• Instructions to follow: Rewrite all of the data below as a numbered list, dropping any blank lines. Leave the pictures out of your answer.

[Start Task material]

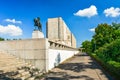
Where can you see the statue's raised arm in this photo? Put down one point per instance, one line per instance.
(37, 24)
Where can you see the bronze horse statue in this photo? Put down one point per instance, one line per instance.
(37, 24)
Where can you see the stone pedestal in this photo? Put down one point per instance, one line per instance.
(37, 34)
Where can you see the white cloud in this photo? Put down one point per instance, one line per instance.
(112, 12)
(10, 30)
(88, 12)
(92, 29)
(13, 21)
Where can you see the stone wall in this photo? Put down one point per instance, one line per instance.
(41, 53)
(34, 51)
(58, 31)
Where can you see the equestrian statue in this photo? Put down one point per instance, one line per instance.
(37, 24)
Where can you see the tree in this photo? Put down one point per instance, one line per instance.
(87, 46)
(103, 35)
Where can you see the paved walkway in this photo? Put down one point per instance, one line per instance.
(78, 68)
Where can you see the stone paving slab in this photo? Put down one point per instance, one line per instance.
(78, 68)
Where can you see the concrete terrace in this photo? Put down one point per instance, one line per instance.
(78, 68)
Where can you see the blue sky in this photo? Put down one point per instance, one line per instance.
(81, 16)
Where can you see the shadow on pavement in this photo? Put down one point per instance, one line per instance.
(64, 76)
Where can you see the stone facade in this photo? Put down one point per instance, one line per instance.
(58, 31)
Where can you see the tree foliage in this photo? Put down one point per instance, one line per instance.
(2, 39)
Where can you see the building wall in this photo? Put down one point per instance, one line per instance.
(38, 52)
(58, 31)
(34, 51)
(57, 56)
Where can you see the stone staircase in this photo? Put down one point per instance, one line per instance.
(12, 68)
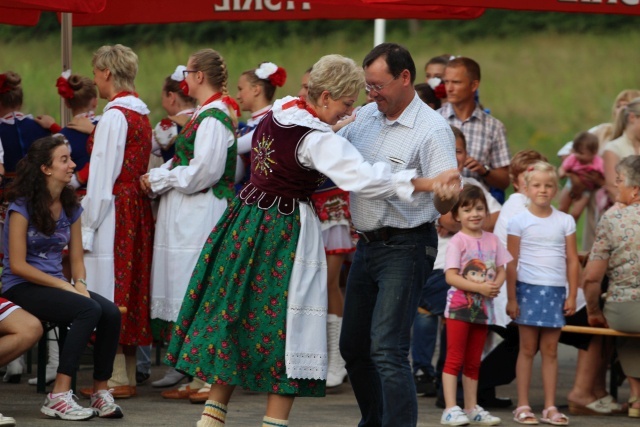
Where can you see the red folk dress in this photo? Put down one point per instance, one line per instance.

[End Task material]

• Result:
1. Where can you see the statue's raised arm in this photo? Put down one point per instance, one line per instance.
2. (37, 24)
3. Where can you see the bronze horse statue in this photo? Put down one point per instance, one line per instance.
4. (37, 24)
5. Where can you see the stone pedestal in this photo? Put down one point per instance, one line per instance.
6. (37, 34)
7. Where can you see the white cloud in this photo? Put down one point per instance, one line per instance.
8. (112, 12)
9. (10, 30)
10. (88, 12)
11. (92, 29)
12. (13, 21)
13. Where can you see the stone wall in this photo? Put down one point per instance, one line per instance.
14. (41, 53)
15. (34, 51)
16. (58, 31)
17. Where can you see the equestrian statue in this photo? Put down one point per instance, one line per instance.
18. (37, 24)
19. Where can you see the tree in this photo? Put down one point per instance, one line per instance.
20. (87, 46)
21. (103, 35)
22. Where can you see the paved walkway in this photo? Put down one point per instance, one line per instance.
23. (78, 68)
24. Where can you see the stone paving slab in this photo? Put down one point per instance, one line per instance.
25. (78, 68)
26. Where can you see the concrete terrace in this photo? Put down one point per instance, one line per instance.
27. (78, 68)
28. Where can you see the blue sky in this photo? Put down one point per instance, one line per instance.
29. (81, 16)
30. Where can you see the shadow on pavement in this photo? Put down one point per instance, one line per instance.
31. (64, 76)
32. Where can you see the stone facade in this photo? Put down one point per instance, one line per instance.
33. (58, 31)
34. Where can you see the tree foliage in this photo? Put down one point per instance, one line per instance.
35. (2, 39)
36. Where can you see the building wall in this photo? Put down one point per instance, one line per instance.
37. (38, 52)
38. (58, 31)
39. (34, 51)
40. (57, 56)
41. Where can you see the stone staircase in this photo? Put down one point per instance, one line per instance.
42. (12, 68)
43. Where can you see the red folk dress in this photo? Put down one point per instance, one line per instance.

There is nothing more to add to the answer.